Start of Document extract

Minneapolis paves way to give thousands of workers paid sick time

Rod Adams rallies for paid sick leave
Rod Adams, a worker's rights organizer with Neighborhoods Organizing for Change, speaks at a rally on May 18 on the steps of Minneapolis City Hall before a public hearing on an ordinance that could mandate paid sick time for many workers in the city.
Tim Nelson | MPR News

The Minneapolis City Council cleared the way Thursday afternoon for a new mandate that could give thousands of workers paid sick time starting next year.

The measure is expected to pass in a final vote Friday. Supporters say the change is long overdue, but business leaders still have questions about the cost and questions about how it will work.

This idea has had plenty of debate, just like local minimum wage standards and regulations on employee scheduling. It's the only surviving part of a wide-ranging worker protection initiative over the last two years.

The new regulation would give all classes of employees — full-time, part-time and temporary — an hour of paid sick time for every 30 they work. Workers can accrue up to 48 hours per year and carry up to 80 hours from year to year. It applies to all employers with six or more workers, and would take effect in July of 2017.

After several hours of tinkering, the Minneapolis City Council said it at least wants workers to have the option to stay home and get paid if they need to.

Council member Lisa Bender hailed the measure's likely passage during a hearing in City Hall.

"Right now, 40 percent of our workers in the city of Minneapolis have to choose between going to work when they are sick and making ends meet in many cases, with no paid time off," she said. "And we have created a huge new protection for our workers in the city."

The measure got considerable push back last week during a public hearing when employers said the benefit was too expensive, too complicated to administer, and threatened to make Minneapolis and its businesses less competitive.

However, the council actually broadened the benefit on Thursday.

One amendment added unpaid leave for so-called "micro employers," or those with fewer than six employees. It doesn't guarantee pay, but means workers can take sick time without retaliation or losing their jobs.

Another change lifted an exemption that would have denied some nurses paid sick leave.

End of Document extract
Start of Available data

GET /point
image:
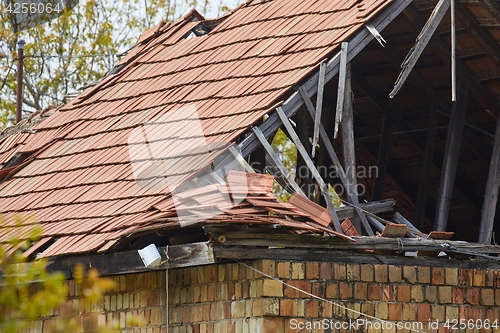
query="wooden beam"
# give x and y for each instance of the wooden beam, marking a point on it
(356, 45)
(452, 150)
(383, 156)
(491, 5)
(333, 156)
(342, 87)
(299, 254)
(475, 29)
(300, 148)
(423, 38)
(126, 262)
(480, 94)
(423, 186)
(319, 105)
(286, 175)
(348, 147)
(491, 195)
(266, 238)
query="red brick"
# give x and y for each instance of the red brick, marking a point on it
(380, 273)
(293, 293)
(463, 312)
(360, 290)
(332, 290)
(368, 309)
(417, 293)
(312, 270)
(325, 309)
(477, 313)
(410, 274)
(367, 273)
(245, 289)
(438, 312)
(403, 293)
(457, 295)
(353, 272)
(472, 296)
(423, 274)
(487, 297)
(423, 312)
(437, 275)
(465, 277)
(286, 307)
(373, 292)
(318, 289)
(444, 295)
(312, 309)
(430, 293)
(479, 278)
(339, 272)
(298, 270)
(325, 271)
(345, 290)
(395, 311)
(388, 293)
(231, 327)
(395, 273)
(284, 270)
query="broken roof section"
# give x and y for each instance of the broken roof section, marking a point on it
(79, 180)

End of Available data
Start of Available data

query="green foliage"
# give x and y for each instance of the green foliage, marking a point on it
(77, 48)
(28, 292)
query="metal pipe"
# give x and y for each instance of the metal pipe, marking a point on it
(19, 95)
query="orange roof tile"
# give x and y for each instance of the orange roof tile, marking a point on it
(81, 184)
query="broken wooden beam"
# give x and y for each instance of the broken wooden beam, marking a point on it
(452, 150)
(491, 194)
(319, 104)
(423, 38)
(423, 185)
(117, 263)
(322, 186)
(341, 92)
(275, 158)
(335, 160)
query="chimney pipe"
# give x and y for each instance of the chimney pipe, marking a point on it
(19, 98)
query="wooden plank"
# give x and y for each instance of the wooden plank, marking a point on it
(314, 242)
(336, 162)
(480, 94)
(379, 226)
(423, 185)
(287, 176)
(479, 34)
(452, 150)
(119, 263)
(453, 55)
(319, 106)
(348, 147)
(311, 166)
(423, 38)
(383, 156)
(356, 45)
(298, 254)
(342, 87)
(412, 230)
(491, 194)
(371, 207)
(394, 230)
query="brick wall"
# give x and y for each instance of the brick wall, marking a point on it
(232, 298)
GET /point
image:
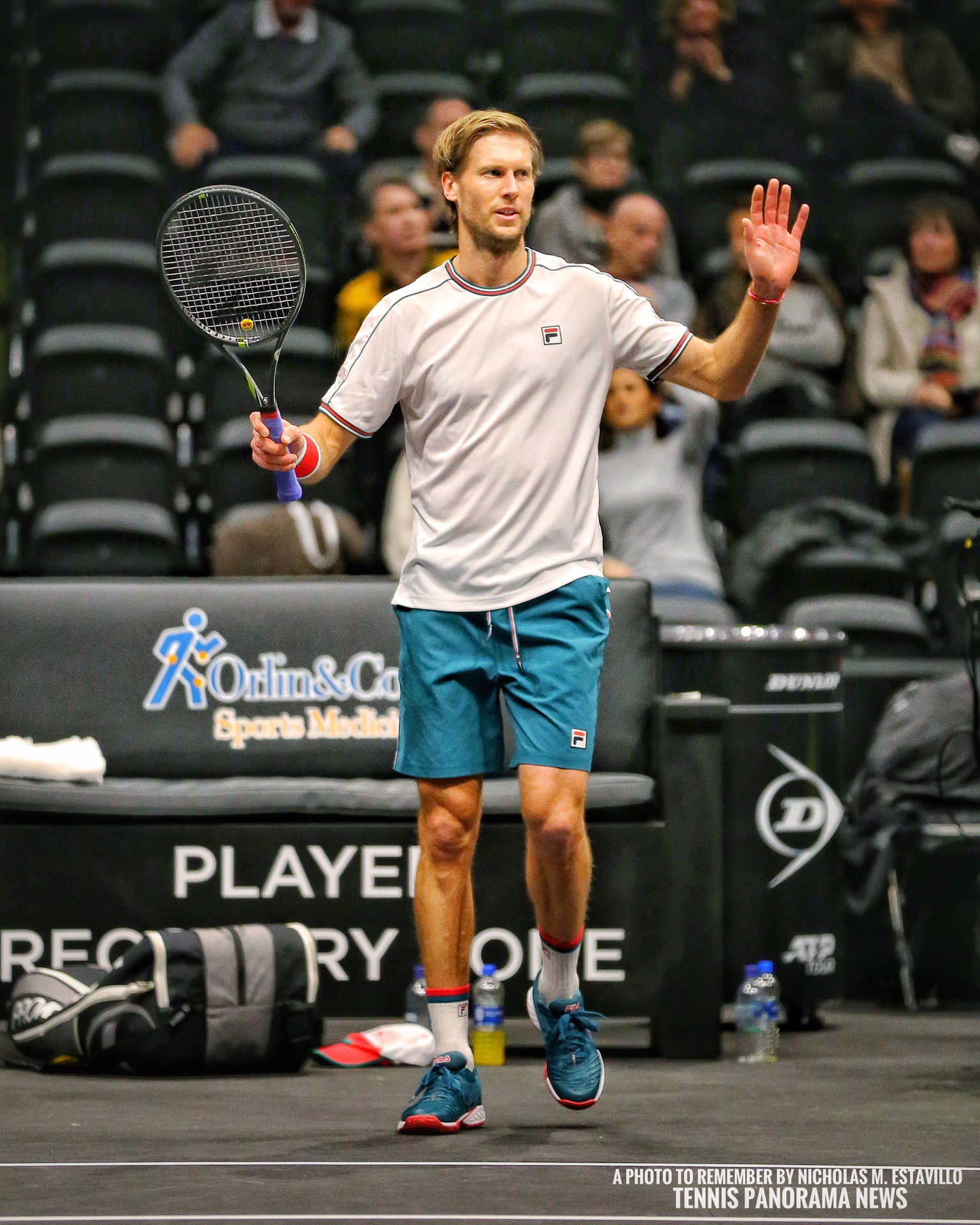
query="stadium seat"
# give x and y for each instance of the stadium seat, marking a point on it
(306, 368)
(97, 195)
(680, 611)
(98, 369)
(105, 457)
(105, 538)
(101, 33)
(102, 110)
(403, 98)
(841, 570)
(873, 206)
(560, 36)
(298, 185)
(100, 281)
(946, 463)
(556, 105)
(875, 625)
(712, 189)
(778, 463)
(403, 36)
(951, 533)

End of Available data
Start of Available data

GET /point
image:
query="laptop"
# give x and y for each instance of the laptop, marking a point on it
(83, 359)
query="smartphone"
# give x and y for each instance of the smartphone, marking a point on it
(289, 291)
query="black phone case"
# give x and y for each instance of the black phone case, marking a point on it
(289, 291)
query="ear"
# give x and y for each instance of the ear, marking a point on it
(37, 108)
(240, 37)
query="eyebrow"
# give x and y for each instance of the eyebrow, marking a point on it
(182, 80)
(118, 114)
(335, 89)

End of Available data

What you need to do:
A – Answer these from the Minneapolis sick-time article:
(i) How many hours of paid sick time can a worker accrue per year?
(ii) What share of Minneapolis workers did Lisa Bender say have to choose between working while sick and making ends meet?
(iii) What did the amendment for "micro employers" add?
B – Write the next part of the Minneapolis sick-time article, picking up after its last sentence.

Answers for this exercise:
A –
(i) Up to 48 hours.
(ii) 40 percent.
(iii) Unpaid leave for employers with fewer than six employees.

B –
Yet another change could have a larger impact: Council member Linea Palmisano added language that will allow workers to use sick time to care for children and other family members if schools close for bad weather, power outages or other emergencies.

That drew a sharp reaction from council member Lisa Goodman.

"This sounds to me like its now saying we're going to have paid family leave, family medical leave," Goodman said. "That would be a reason to be able to take off too. That would seem to me to be a substantial change, in what we were suggesting we were doing."

Goodman suggested that it might draw the attention of the Legislature, if not a statute preempting the city's new regulation.

Still, Palmisano said she wanted it done.

"To me this is an equity kind of amendment," she said. "I don't know of many professional employees who, when school gets closed for weather concerns or some reason that they don't have the ability to take immediate vacation or paid time off to go and care for their loved ones."

The council did back off the new benefit in one aspect: An amendment would require new business to provide only unpaidsick leave for the first year — though only through the year 2022.

Council member Kevin Reich said the city needs to treat startups differently.

"I mean there's a whole different situation when you're a new business for the first 18 months," he said. "Often times its called the walk through the desert. And we're just acknowledging that's a real situation."

Business representatives looked on at Thursday's hearing and acknowledged that the ordinance is likely to take effect, despite their concerns.

Bruce Nustad, president of the Minnesota Retailers Association, had concerns with how the ordinance might work.

"[The issue] right now is that if you have an existing plan right now, do you have to click through a list of 24, 25, 26 things and be completely compliant in each of those to have an acceptable plan?" he said. "Or is there an opportunity to say, you maybe have to do one, two or three things or exceed this or do better than that, and you have an opportunity to say, 'This plan gets the job done'?"